Goal: Convert the listing below into a numbered list, one line per item, with blank lines dropped and the pictures left out.

The records:
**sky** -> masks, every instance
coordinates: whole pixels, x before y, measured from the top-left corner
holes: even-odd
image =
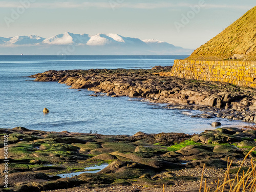
[[[117,33],[195,49],[255,0],[1,0],[0,37]]]

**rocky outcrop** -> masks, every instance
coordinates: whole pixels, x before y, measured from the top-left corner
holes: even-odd
[[[1,184],[0,191],[69,190],[98,185],[101,187],[104,185],[152,187],[163,184],[180,185],[189,183],[191,179],[198,180],[204,165],[210,175],[226,168],[228,159],[233,161],[232,168],[256,146],[256,131],[230,127],[193,136],[142,132],[133,136],[111,136],[22,127],[0,129],[0,133],[8,134],[8,138],[18,139],[8,145],[9,188],[4,189]],[[0,153],[4,154],[4,150],[1,146]],[[252,152],[249,158],[255,160],[255,154]],[[6,175],[3,161],[4,157],[0,157],[1,179]],[[251,166],[249,159],[248,162]],[[102,163],[109,164],[97,173],[86,172],[92,165]],[[93,168],[97,170],[97,167]],[[73,175],[70,178],[59,176],[71,172]],[[190,177],[184,177],[188,174]],[[223,171],[219,176],[224,175]]]
[[[31,76],[37,81],[58,81],[71,89],[88,89],[112,97],[140,97],[168,104],[169,109],[207,112],[195,117],[217,117],[256,122],[256,90],[228,83],[162,76],[169,68],[149,70],[48,71]]]

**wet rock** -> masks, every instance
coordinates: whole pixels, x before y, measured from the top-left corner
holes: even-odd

Result of this exercise:
1. **sky** -> masks, every instance
2. coordinates: whole pixels, x before y, measured from the top-left corner
3. holes: even-odd
4. image =
5. [[[117,33],[195,49],[255,0],[1,0],[0,37]]]
6. **rocky outcrop** -> masks, every instance
7. coordinates: whole pixels, x before y, measured from the top-left corner
8. holes: even-odd
9. [[[1,184],[0,191],[69,190],[98,185],[101,187],[104,185],[152,187],[163,184],[180,185],[189,183],[191,179],[198,180],[204,165],[210,175],[226,168],[228,159],[233,161],[232,168],[256,146],[256,131],[230,127],[193,136],[142,132],[133,136],[111,136],[22,127],[0,129],[0,133],[8,134],[8,138],[18,139],[8,145],[9,188],[4,189]],[[0,153],[4,154],[4,150],[1,146]],[[252,152],[249,158],[255,160],[255,154]],[[6,175],[3,161],[4,157],[0,157],[1,179]],[[251,166],[249,159],[248,162]],[[102,163],[109,164],[97,173],[86,172],[92,165]],[[93,168],[97,170],[97,167]],[[73,175],[70,178],[59,176],[71,172]],[[190,177],[184,177],[188,174]],[[223,171],[219,176],[224,175]]]
10. [[[31,76],[37,81],[58,81],[71,89],[88,89],[112,97],[140,97],[168,104],[169,109],[207,112],[195,117],[217,117],[256,122],[256,90],[228,83],[162,76],[169,68],[149,70],[48,71]]]
11. **wet rock** -> masks, every instance
12. coordinates: whole pixels, x before y, measured from the top-left corner
13. holes: even-odd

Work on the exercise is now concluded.